Excerpted data:
⁂
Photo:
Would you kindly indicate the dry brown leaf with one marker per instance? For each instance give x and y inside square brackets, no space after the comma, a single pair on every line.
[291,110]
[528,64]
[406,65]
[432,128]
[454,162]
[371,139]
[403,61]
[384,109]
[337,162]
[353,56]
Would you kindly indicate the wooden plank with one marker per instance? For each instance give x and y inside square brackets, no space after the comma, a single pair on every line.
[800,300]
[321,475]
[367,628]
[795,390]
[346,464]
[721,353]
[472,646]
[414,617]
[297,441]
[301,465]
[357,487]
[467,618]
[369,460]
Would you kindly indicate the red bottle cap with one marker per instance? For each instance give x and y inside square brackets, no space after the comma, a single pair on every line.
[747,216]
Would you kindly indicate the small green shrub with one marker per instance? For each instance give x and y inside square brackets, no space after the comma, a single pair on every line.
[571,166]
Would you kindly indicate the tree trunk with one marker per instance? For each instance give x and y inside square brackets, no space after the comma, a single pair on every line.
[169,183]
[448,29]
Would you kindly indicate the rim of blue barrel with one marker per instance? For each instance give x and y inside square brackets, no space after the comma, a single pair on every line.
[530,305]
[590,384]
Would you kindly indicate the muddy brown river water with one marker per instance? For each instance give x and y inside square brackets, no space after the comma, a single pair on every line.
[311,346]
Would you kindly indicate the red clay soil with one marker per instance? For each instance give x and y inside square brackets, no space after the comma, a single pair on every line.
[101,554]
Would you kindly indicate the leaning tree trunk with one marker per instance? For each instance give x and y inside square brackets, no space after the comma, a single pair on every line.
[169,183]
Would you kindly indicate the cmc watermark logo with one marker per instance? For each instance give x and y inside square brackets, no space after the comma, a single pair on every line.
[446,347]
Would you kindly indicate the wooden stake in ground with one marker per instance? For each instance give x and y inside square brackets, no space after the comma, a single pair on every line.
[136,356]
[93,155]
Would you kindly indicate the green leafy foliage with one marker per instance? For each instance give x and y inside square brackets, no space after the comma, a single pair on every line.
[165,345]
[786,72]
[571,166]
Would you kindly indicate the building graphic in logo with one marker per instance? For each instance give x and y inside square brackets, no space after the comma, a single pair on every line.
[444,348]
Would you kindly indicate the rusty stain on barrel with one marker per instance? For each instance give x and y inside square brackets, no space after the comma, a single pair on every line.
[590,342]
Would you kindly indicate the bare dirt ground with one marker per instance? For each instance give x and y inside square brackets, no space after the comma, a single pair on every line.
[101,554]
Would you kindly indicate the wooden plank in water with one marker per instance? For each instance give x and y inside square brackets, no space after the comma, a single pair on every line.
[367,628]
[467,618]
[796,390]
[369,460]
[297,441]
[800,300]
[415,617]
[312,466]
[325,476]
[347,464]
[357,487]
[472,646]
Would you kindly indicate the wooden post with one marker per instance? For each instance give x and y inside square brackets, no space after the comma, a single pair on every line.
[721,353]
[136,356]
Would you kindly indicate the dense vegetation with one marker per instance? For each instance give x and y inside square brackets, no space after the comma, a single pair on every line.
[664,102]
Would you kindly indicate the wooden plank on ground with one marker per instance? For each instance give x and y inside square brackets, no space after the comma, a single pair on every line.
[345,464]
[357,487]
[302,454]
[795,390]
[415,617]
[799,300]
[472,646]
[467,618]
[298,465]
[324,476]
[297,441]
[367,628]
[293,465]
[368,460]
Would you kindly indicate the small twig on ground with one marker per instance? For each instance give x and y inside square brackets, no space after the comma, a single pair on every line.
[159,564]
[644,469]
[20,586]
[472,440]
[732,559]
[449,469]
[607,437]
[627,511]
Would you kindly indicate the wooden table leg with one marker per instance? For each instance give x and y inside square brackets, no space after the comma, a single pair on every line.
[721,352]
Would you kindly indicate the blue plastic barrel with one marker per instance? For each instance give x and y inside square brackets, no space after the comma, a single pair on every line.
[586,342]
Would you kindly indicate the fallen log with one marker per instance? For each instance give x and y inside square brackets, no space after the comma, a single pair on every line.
⁂
Exercise description:
Copy only this span: the line that contains "Would you kindly indicate the small twig", the last line, and every line between them.

Response:
Would you kindly indicate the small twig on ground with one marker per instance? For each instance give x and y inside square brackets, no space after the comma, a single pair on every line.
[159,564]
[644,469]
[20,586]
[472,440]
[732,559]
[449,469]
[607,437]
[627,511]
Would you kindly indicate the wooden table leg with one marker per instance? For each instance give x and y inside square brackets, no space after the comma, a single pair on every line.
[721,352]
Would you kindly indicate the blue plastic barrel with one marker per instance? For each instance give x and y inside square brackets, no space after the comma, a single pair on every line.
[586,342]
Would you kindly indicate the fallen log with one marker per instance? For each instance give x and y inside square brackets, no space after the comma, a single pair on every line.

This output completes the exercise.